■ Data lines
>>>
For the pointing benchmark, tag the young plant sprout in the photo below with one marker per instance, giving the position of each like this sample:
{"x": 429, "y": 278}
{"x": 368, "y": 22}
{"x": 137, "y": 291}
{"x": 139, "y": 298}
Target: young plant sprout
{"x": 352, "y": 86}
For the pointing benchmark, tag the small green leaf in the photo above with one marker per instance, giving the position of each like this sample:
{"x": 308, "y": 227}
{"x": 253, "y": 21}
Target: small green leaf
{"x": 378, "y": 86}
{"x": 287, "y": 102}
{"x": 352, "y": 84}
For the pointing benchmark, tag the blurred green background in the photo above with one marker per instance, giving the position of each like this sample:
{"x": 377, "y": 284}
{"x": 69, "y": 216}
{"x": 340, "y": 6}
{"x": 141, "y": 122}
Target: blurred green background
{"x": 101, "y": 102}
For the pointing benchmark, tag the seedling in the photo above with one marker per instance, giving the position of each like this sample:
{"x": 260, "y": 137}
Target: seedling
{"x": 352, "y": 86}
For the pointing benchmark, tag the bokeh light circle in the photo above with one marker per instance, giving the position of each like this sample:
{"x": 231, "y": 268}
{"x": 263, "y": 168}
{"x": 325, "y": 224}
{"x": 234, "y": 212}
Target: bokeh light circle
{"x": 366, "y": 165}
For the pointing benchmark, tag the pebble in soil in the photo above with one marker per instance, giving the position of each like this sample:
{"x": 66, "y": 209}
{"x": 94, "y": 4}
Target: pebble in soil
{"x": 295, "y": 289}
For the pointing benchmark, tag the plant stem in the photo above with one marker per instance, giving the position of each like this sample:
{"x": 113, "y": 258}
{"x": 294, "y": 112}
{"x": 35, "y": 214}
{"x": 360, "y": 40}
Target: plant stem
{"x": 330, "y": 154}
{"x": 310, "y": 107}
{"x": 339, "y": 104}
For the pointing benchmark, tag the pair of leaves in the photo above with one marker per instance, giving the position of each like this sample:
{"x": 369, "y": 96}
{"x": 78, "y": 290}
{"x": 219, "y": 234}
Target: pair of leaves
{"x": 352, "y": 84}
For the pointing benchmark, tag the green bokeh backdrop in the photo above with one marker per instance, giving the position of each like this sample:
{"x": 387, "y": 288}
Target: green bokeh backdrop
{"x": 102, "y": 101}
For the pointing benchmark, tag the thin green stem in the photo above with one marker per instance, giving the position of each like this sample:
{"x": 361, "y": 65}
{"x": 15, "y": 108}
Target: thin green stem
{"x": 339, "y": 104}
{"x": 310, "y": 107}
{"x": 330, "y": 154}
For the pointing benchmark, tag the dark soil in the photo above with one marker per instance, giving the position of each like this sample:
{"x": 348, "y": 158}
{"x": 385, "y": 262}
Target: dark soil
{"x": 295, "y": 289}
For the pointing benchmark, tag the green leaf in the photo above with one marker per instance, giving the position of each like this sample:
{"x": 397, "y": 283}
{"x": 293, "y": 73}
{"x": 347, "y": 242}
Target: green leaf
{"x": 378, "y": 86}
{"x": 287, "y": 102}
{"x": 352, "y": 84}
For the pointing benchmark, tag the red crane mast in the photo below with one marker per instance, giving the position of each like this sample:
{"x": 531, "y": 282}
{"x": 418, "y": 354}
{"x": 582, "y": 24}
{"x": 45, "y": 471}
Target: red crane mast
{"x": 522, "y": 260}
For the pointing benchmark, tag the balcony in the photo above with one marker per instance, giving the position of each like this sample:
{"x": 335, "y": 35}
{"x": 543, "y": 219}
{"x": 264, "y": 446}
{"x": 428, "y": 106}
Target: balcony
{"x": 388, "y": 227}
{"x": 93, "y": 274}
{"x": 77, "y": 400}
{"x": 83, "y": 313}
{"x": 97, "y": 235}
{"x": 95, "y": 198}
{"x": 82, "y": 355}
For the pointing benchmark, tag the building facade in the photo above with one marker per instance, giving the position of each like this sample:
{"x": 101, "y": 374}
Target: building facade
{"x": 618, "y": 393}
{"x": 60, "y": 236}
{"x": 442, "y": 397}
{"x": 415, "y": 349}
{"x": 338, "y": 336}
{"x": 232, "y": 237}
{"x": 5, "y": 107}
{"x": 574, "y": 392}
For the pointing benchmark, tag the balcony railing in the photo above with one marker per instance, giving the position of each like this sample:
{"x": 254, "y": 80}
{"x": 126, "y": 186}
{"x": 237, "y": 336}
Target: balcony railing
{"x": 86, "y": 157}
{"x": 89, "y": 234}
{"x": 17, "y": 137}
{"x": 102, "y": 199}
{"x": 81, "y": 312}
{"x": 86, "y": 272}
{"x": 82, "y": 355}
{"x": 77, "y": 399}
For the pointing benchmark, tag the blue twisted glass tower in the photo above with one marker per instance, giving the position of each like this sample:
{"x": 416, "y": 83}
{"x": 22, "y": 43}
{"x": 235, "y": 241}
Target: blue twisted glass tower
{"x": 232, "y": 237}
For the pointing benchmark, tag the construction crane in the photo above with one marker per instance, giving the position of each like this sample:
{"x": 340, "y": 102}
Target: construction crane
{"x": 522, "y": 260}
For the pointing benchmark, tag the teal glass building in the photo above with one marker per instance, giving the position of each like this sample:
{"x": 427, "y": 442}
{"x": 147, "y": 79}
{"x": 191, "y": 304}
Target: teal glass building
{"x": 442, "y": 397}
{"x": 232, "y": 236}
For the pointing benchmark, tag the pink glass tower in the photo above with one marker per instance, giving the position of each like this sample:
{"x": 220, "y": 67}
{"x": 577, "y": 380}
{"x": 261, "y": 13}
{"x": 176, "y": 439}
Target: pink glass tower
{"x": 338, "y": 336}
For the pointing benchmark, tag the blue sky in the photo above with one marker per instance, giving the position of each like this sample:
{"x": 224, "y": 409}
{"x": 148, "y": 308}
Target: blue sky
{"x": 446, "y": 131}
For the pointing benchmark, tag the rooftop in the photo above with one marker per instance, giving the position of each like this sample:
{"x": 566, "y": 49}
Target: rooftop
<<<
■ Stated exercise
Convert every line of the items above into a JSON array of strings, one string per line, omitting blank lines.

■ Exercise response
[
  "For the pointing benchmark, tag the young plant sprout in the photo below with one marker per instance, giving the position of each like this sample:",
  "{\"x\": 429, \"y\": 278}",
  "{\"x\": 368, \"y\": 22}",
  "{\"x\": 137, \"y\": 291}",
  "{\"x\": 139, \"y\": 298}",
  "Target: young plant sprout",
  "{\"x\": 352, \"y\": 86}",
  "For the pointing benchmark, tag the small green leaf in the photo above with one marker per instance, giving the position of each like this sample:",
  "{\"x\": 308, \"y\": 227}",
  "{\"x\": 253, \"y\": 21}",
  "Target: small green leaf",
  "{\"x\": 378, \"y\": 86}",
  "{\"x\": 287, \"y\": 102}",
  "{\"x\": 352, \"y\": 84}",
  "For the pointing benchmark, tag the blurred green background in the photo above with one marker per instance, giving the position of each like this sample:",
  "{\"x\": 377, \"y\": 284}",
  "{\"x\": 69, \"y\": 216}",
  "{\"x\": 340, \"y\": 6}",
  "{\"x\": 141, \"y\": 122}",
  "Target: blurred green background",
  "{\"x\": 101, \"y\": 102}",
  "For the pointing benchmark, tag the seedling in the photo above with one marker per instance, giving the position of each like this sample:",
  "{\"x\": 260, \"y\": 137}",
  "Target: seedling",
  "{\"x\": 352, \"y\": 86}",
  "For the pointing benchmark, tag the bokeh light circle in the photo above with one marker per instance, giving the position of each like this sample:",
  "{\"x\": 231, \"y\": 268}",
  "{\"x\": 263, \"y\": 168}",
  "{\"x\": 325, \"y\": 224}",
  "{\"x\": 234, \"y\": 212}",
  "Target: bokeh light circle",
  "{\"x\": 366, \"y\": 165}",
  "For the pointing benchmark, tag the pebble in soil in the photo above with one marker per instance, giving the position of each like this sample:",
  "{\"x\": 66, \"y\": 209}",
  "{\"x\": 94, \"y\": 4}",
  "Target: pebble in soil",
  "{\"x\": 295, \"y\": 289}",
  "For the pointing benchmark, tag the plant stem in the photo above with one marker per instance, giving the position of each like this sample:",
  "{\"x\": 113, \"y\": 258}",
  "{\"x\": 294, \"y\": 112}",
  "{\"x\": 35, \"y\": 214}",
  "{\"x\": 360, \"y\": 40}",
  "Target: plant stem",
  "{\"x\": 330, \"y\": 154}",
  "{\"x\": 310, \"y\": 107}",
  "{\"x\": 339, \"y\": 104}",
  "For the pointing benchmark, tag the pair of leaves in the photo above with one marker per instance, giving the position of each like this sample:",
  "{\"x\": 369, \"y\": 96}",
  "{\"x\": 78, \"y\": 290}",
  "{\"x\": 219, \"y\": 234}",
  "Target: pair of leaves",
  "{\"x\": 352, \"y\": 84}",
  "For the pointing benchmark, tag the green bokeh backdrop in the photo above with one marker per instance, giving the position of each like this sample:",
  "{\"x\": 387, \"y\": 288}",
  "Target: green bokeh backdrop",
  "{\"x\": 102, \"y\": 101}",
  "For the pointing benchmark, tag the thin green stem in the photo above with one marker per instance, giving the position of each like this sample:",
  "{\"x\": 361, \"y\": 65}",
  "{\"x\": 15, \"y\": 108}",
  "Target: thin green stem",
  "{\"x\": 339, \"y\": 104}",
  "{\"x\": 310, \"y\": 107}",
  "{\"x\": 330, \"y\": 154}",
  "For the pointing benchmark, tag the dark soil in the photo above with one marker per instance, giving the position of each like this sample:",
  "{\"x\": 348, \"y\": 158}",
  "{\"x\": 385, \"y\": 262}",
  "Target: dark soil",
  "{\"x\": 295, \"y\": 289}",
  "For the pointing benchmark, tag the green leaf in the photo above with one marker per instance, giving the position of each like this sample:",
  "{\"x\": 397, \"y\": 283}",
  "{\"x\": 293, \"y\": 73}",
  "{\"x\": 347, \"y\": 242}",
  "Target: green leaf",
  "{\"x\": 378, \"y\": 86}",
  "{\"x\": 287, \"y\": 102}",
  "{\"x\": 352, \"y\": 84}",
  "For the pointing benchmark, tag the red crane mast in the photo below with one marker per instance, giving the position of each like this sample:",
  "{\"x\": 531, \"y\": 282}",
  "{\"x\": 418, \"y\": 354}",
  "{\"x\": 582, \"y\": 24}",
  "{\"x\": 45, \"y\": 471}",
  "Target: red crane mast",
  "{\"x\": 522, \"y\": 260}",
  "For the pointing benchmark, tag the balcony in the photo above with one marker per instance, giving the position of each like this sample:",
  "{\"x\": 335, \"y\": 35}",
  "{\"x\": 543, \"y\": 219}",
  "{\"x\": 264, \"y\": 446}",
  "{\"x\": 428, \"y\": 106}",
  "Target: balcony",
  "{\"x\": 388, \"y\": 227}",
  "{\"x\": 93, \"y\": 274}",
  "{\"x\": 77, \"y\": 400}",
  "{\"x\": 83, \"y\": 313}",
  "{\"x\": 97, \"y\": 235}",
  "{\"x\": 95, \"y\": 198}",
  "{\"x\": 82, \"y\": 355}",
  "For the pointing benchmark, tag the building facade in the photo above with one marker per instance, giving the position of each like this sample:",
  "{\"x\": 101, \"y\": 374}",
  "Target: building facade",
  "{\"x\": 618, \"y\": 393}",
  "{\"x\": 60, \"y\": 236}",
  "{\"x\": 442, \"y\": 397}",
  "{\"x\": 415, \"y\": 349}",
  "{\"x\": 338, \"y\": 336}",
  "{\"x\": 232, \"y\": 237}",
  "{\"x\": 5, \"y\": 107}",
  "{\"x\": 574, \"y\": 392}",
  "For the pointing benchmark, tag the balcony railing in the photo above with one marker per instance, giving the position of each like this sample:",
  "{\"x\": 254, \"y\": 80}",
  "{\"x\": 126, \"y\": 186}",
  "{\"x\": 237, \"y\": 336}",
  "Target: balcony railing",
  "{\"x\": 86, \"y\": 157}",
  "{\"x\": 89, \"y\": 234}",
  "{\"x\": 17, \"y\": 137}",
  "{\"x\": 102, \"y\": 199}",
  "{\"x\": 81, \"y\": 312}",
  "{\"x\": 86, \"y\": 272}",
  "{\"x\": 82, \"y\": 355}",
  "{\"x\": 77, \"y\": 399}",
  "For the pointing benchmark, tag the blue twisted glass tower in the photo above with one marker per instance, giving the position of each like this sample:",
  "{\"x\": 416, \"y\": 83}",
  "{\"x\": 22, \"y\": 43}",
  "{\"x\": 235, \"y\": 241}",
  "Target: blue twisted glass tower",
  "{\"x\": 232, \"y\": 237}",
  "For the pointing benchmark, tag the construction crane in the photo above with one marker per instance, giving the position of each like this sample:",
  "{\"x\": 340, \"y\": 102}",
  "Target: construction crane",
  "{\"x\": 522, \"y\": 260}",
  "For the pointing benchmark, tag the teal glass building in the photo above with one marker per instance, giving the position of each like this sample:",
  "{\"x\": 427, \"y\": 442}",
  "{\"x\": 147, \"y\": 79}",
  "{\"x\": 191, \"y\": 304}",
  "Target: teal glass building",
  "{\"x\": 442, \"y\": 397}",
  "{\"x\": 232, \"y\": 236}",
  "For the pointing benchmark, tag the pink glass tower in the photo above with one marker per instance, giving the position of each like this sample:",
  "{\"x\": 220, \"y\": 67}",
  "{\"x\": 577, \"y\": 380}",
  "{\"x\": 261, \"y\": 13}",
  "{\"x\": 176, \"y\": 439}",
  "Target: pink glass tower",
  "{\"x\": 338, \"y\": 336}",
  "For the pointing benchmark, tag the blue sky in the photo above with one marker per instance, giving the position of each like this sample:",
  "{\"x\": 224, \"y\": 409}",
  "{\"x\": 148, \"y\": 308}",
  "Target: blue sky",
  "{\"x\": 446, \"y\": 131}",
  "For the pointing benchmark, tag the rooftop in the photo above with one marker per instance, giving the position of each like this sample:",
  "{\"x\": 566, \"y\": 49}",
  "Target: rooftop"
]